(Entries of extracted data)
⁂

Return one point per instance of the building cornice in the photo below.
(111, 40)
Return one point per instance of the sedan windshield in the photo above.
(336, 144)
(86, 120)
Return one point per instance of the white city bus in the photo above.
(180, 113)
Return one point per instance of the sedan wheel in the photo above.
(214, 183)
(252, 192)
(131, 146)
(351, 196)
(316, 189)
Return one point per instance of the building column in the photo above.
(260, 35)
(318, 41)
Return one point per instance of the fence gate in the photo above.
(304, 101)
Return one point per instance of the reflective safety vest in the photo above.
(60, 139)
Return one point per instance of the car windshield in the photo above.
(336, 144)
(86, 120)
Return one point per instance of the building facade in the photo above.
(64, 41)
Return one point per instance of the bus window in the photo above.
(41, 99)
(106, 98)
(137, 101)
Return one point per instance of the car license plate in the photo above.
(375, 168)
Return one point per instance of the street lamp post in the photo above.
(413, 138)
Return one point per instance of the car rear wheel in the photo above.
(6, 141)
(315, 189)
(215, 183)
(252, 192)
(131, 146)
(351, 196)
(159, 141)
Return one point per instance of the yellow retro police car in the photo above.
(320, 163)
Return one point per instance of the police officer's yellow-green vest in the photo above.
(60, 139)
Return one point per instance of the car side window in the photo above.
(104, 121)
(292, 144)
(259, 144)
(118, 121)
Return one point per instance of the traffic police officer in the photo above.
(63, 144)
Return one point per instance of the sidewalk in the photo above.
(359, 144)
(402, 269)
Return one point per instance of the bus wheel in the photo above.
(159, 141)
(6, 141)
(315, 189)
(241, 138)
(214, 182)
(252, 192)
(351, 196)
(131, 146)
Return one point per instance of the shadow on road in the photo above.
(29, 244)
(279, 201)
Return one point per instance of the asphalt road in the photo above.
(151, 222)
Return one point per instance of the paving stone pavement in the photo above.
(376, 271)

⁂

§ Problem to work on:
Copy every one of the records above, line for line, without changing anything.

§ The response:
Return one point per instance of the building cornice in the photo below.
(111, 40)
Return one point per instance of the sedan windshield in the photo above.
(336, 144)
(86, 120)
Return one point per instance of the white city bus in the photo above.
(180, 113)
Return one point per instance of the sedan wheel in the photo above.
(214, 183)
(252, 192)
(131, 146)
(351, 196)
(316, 189)
Return one point per instance of the building column in the photo above.
(260, 35)
(318, 41)
Return one point per instance of the fence gate in the photo above.
(304, 101)
Return one point per instance of the reflective safety vest in the photo above.
(60, 139)
Return one point per instance of the car windshield in the photo above.
(336, 144)
(86, 120)
Return one point per instance of the building facade in the photo above.
(64, 41)
Return one point per instance of the bus window in the photo above.
(41, 99)
(106, 98)
(137, 101)
Return one point per instance of the car license plate in the photo above.
(375, 168)
Return one point per instance of the street lamp post in the photo above.
(413, 138)
Return one point per instance of the car rear wheel in the photo above.
(6, 141)
(315, 189)
(215, 183)
(252, 192)
(131, 146)
(351, 196)
(159, 141)
Return one point per instance of the yellow retro police car in the photo above.
(320, 163)
Return one point per instance of the police officer's yellow-green vest in the photo above.
(60, 139)
Return one point per instance of the car side window in the photo above.
(104, 121)
(292, 144)
(259, 144)
(118, 121)
Return one point per instance of the traffic police officer in the photo above.
(63, 144)
Return one point per instance of the sidewalk in the photo above.
(359, 144)
(402, 269)
Return one point per instance of the bus wheel in the photo above.
(159, 141)
(6, 141)
(315, 189)
(241, 138)
(214, 182)
(252, 192)
(351, 196)
(131, 146)
Return one point per instance of the shadow on road in the photo above.
(29, 244)
(279, 201)
Return one point per instance of the asphalt road in the photo above.
(151, 222)
Return one point per instance of the paving stone pavement in the photo above.
(376, 271)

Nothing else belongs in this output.